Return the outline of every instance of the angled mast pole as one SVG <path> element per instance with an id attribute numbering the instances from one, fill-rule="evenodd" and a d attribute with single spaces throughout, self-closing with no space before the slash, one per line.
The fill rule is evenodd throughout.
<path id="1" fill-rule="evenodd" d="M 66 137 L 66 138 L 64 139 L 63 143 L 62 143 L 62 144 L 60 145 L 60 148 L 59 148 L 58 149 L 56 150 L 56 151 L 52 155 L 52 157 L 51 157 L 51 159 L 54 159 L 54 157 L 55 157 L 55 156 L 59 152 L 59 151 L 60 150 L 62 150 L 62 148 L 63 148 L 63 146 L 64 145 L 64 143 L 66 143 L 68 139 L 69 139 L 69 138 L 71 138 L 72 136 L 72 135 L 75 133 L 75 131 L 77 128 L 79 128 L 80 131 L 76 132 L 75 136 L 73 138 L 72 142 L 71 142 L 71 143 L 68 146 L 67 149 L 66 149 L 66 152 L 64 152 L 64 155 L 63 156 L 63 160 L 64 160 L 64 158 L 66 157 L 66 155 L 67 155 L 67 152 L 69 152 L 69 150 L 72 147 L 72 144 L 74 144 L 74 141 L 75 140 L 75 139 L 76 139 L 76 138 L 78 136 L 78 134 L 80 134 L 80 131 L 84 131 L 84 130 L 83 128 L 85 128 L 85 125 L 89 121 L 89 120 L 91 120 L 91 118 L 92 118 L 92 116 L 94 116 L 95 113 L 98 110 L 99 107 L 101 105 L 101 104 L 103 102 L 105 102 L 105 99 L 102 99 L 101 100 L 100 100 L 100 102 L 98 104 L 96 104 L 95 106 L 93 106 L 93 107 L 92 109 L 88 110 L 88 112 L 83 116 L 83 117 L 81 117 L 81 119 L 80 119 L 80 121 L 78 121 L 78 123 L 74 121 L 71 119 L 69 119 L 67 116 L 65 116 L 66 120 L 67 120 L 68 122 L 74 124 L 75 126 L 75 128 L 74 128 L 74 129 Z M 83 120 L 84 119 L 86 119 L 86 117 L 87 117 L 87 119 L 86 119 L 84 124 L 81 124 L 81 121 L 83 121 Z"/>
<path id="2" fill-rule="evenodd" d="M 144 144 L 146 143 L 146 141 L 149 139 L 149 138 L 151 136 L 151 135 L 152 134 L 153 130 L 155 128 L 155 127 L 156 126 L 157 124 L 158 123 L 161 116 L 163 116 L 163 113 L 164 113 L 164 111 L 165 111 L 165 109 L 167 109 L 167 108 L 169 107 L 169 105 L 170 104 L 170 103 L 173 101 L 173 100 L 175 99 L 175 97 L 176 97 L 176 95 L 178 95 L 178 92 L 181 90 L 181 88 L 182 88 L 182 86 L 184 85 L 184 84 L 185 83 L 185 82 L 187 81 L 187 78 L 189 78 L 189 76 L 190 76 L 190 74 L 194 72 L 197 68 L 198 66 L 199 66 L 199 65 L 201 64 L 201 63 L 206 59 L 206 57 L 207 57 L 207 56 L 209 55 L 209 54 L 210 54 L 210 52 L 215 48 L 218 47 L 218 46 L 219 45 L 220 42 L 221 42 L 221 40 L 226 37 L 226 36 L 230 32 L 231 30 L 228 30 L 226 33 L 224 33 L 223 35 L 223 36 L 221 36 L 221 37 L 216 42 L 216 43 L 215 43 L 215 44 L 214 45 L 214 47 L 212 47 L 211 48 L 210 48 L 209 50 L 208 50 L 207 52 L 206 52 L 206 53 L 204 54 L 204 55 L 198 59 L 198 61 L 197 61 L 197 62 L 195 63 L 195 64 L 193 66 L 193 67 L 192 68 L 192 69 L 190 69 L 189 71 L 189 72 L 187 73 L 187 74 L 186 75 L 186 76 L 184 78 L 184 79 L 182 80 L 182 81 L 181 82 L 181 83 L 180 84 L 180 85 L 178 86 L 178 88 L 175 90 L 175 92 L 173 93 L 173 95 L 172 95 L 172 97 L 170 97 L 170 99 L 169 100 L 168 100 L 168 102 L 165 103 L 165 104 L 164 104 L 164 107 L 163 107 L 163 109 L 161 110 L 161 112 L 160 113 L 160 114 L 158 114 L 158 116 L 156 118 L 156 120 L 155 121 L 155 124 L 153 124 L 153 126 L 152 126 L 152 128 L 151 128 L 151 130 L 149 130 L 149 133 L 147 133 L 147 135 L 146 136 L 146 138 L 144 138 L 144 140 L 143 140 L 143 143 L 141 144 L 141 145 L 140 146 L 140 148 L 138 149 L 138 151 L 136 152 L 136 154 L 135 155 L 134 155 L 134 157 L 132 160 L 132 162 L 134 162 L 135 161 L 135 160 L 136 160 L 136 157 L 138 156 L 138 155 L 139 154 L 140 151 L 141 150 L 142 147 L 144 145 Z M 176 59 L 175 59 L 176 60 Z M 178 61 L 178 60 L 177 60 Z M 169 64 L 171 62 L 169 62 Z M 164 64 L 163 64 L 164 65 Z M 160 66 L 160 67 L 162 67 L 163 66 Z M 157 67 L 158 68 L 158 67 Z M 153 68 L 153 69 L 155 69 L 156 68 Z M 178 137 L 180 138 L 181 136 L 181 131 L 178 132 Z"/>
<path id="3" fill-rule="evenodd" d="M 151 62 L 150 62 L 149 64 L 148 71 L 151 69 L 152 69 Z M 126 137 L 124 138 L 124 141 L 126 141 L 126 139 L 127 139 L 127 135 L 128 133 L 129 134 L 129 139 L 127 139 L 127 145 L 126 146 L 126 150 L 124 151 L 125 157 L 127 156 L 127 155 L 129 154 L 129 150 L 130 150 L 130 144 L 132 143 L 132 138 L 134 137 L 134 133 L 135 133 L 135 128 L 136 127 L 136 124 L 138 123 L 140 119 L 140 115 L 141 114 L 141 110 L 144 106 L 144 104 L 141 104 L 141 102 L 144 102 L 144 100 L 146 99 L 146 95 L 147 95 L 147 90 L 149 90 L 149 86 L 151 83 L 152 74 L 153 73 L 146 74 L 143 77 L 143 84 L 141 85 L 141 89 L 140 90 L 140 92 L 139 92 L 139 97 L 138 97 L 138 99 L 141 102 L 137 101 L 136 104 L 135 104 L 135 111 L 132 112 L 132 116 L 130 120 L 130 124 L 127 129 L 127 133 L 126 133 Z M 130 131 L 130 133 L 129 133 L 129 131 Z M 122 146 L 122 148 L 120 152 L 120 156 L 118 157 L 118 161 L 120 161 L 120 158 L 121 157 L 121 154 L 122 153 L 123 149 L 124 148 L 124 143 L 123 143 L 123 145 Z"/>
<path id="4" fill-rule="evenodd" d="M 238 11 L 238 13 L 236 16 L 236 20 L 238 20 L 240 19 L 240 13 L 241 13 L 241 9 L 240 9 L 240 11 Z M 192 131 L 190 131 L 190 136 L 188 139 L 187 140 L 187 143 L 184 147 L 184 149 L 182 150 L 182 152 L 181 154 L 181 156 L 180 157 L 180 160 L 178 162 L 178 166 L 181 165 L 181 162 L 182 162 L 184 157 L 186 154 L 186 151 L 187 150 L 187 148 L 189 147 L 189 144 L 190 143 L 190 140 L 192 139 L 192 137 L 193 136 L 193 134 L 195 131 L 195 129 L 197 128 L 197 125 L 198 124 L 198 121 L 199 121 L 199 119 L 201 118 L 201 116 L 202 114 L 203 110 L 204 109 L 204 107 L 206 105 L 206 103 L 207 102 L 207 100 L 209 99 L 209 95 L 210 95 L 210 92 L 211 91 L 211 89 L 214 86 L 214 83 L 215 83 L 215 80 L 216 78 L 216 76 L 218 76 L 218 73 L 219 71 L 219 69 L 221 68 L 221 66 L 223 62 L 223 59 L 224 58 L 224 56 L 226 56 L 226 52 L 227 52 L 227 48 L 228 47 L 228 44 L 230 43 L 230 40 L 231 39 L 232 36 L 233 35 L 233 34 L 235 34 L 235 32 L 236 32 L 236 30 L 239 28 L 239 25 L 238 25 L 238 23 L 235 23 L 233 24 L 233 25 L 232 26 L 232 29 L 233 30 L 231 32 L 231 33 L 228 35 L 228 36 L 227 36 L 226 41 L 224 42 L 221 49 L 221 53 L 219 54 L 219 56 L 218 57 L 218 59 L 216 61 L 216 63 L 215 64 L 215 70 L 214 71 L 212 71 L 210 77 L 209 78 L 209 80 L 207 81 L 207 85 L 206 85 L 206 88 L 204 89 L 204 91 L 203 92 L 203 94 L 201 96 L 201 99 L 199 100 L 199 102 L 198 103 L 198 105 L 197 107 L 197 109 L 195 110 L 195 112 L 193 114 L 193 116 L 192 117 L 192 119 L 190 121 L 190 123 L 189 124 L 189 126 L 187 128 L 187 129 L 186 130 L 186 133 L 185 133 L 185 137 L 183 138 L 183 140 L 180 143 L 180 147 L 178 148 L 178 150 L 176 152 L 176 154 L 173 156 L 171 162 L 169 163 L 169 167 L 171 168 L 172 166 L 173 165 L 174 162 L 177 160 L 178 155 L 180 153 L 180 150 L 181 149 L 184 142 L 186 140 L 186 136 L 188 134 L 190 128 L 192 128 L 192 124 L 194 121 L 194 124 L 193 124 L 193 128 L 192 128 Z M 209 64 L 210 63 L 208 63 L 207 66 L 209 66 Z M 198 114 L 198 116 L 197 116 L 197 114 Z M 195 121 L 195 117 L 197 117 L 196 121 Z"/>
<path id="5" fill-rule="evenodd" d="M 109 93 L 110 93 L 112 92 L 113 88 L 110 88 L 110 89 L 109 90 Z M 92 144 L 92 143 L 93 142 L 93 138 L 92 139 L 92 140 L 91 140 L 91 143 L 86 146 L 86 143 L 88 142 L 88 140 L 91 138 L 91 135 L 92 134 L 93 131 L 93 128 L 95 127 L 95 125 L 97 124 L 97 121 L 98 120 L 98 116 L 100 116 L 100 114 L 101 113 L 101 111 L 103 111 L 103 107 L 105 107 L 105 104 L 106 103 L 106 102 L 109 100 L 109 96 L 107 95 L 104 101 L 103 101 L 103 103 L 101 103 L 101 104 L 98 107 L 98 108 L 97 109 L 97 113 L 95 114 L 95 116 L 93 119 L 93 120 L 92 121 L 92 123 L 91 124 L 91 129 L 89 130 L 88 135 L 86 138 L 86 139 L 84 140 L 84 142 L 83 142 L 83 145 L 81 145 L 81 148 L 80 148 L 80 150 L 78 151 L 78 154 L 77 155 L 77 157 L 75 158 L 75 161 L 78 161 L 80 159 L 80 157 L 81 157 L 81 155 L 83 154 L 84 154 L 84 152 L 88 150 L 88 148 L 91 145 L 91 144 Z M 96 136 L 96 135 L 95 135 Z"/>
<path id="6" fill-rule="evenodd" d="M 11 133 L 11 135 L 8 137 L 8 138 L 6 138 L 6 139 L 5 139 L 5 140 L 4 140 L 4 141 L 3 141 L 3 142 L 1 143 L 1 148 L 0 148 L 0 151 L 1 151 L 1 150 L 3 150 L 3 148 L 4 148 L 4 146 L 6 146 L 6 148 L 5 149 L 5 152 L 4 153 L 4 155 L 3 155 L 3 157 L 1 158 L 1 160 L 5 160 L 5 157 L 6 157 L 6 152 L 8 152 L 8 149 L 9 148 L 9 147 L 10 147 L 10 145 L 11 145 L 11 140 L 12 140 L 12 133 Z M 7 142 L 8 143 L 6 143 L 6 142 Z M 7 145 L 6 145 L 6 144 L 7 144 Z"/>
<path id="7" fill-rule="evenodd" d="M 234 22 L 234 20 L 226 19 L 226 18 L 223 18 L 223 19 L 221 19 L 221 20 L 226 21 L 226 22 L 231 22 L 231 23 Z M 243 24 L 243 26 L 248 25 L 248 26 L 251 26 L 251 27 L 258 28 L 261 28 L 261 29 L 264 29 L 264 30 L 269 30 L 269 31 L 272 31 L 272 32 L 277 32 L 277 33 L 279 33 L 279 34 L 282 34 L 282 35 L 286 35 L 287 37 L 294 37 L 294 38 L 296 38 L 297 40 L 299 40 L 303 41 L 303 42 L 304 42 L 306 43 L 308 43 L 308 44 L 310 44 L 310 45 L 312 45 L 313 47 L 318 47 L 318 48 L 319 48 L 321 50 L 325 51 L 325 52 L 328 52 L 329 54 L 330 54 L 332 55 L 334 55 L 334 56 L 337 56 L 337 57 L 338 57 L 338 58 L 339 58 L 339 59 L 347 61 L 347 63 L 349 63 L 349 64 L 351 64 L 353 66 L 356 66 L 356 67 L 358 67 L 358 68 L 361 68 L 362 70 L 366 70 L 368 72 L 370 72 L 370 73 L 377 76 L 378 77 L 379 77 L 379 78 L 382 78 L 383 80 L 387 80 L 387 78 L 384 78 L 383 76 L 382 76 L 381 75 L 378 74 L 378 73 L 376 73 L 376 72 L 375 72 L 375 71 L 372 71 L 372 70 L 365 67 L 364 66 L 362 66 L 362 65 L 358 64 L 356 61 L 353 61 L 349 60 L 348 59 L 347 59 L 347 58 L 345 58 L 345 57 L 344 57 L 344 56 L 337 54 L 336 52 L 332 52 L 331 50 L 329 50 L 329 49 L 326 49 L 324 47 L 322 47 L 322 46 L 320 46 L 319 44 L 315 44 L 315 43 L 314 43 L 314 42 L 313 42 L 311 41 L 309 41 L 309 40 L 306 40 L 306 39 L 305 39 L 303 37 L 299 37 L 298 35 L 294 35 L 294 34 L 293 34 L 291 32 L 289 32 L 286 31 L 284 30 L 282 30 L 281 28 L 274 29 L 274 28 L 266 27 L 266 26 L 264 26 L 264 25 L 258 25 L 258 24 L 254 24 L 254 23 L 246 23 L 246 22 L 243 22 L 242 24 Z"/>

| What is asked |
Return, unchanged, every line of the rows above, from the first line up to and including the line that contains "66 137 L 66".

| Answer to this exercise |
Return the outline of every instance of the angled mast pole as one SVG <path> element per instance with an id attribute numbering the instances from one, fill-rule="evenodd" and a d attribute with single spaces throughout, self-closing with no space before the slash, one per line.
The fill rule is evenodd throughout.
<path id="1" fill-rule="evenodd" d="M 66 137 L 66 138 L 64 139 L 63 143 L 62 143 L 62 144 L 60 145 L 60 148 L 59 148 L 58 149 L 56 150 L 56 151 L 52 155 L 52 157 L 51 157 L 51 159 L 54 159 L 54 157 L 55 157 L 55 156 L 59 152 L 59 151 L 60 150 L 62 150 L 62 148 L 63 148 L 63 146 L 64 145 L 64 143 L 66 143 L 68 139 L 69 139 L 69 138 L 71 138 L 72 136 L 72 135 L 75 133 L 75 131 L 77 128 L 79 128 L 80 131 L 76 132 L 75 136 L 73 138 L 72 142 L 71 142 L 71 143 L 68 146 L 67 149 L 66 149 L 66 152 L 64 152 L 64 155 L 63 156 L 63 160 L 64 160 L 64 158 L 66 157 L 66 155 L 67 155 L 67 152 L 69 152 L 69 150 L 72 147 L 72 144 L 74 144 L 74 141 L 75 140 L 75 139 L 76 139 L 76 138 L 78 136 L 78 134 L 80 134 L 80 131 L 84 131 L 84 130 L 83 128 L 85 128 L 85 125 L 89 121 L 89 120 L 91 120 L 91 118 L 92 118 L 92 116 L 94 116 L 95 113 L 98 110 L 99 107 L 101 105 L 101 104 L 103 102 L 105 102 L 105 99 L 102 99 L 101 100 L 100 100 L 100 102 L 98 104 L 96 104 L 95 106 L 93 106 L 93 107 L 92 109 L 88 110 L 88 112 L 83 116 L 83 117 L 81 117 L 81 119 L 80 119 L 80 121 L 78 121 L 78 123 L 74 121 L 71 119 L 69 119 L 67 116 L 65 116 L 66 120 L 67 120 L 68 122 L 74 124 L 75 126 L 75 128 L 74 128 L 74 129 Z M 83 120 L 84 119 L 86 119 L 86 117 L 87 117 L 87 119 L 86 119 L 84 124 L 81 124 L 81 121 L 83 121 Z"/>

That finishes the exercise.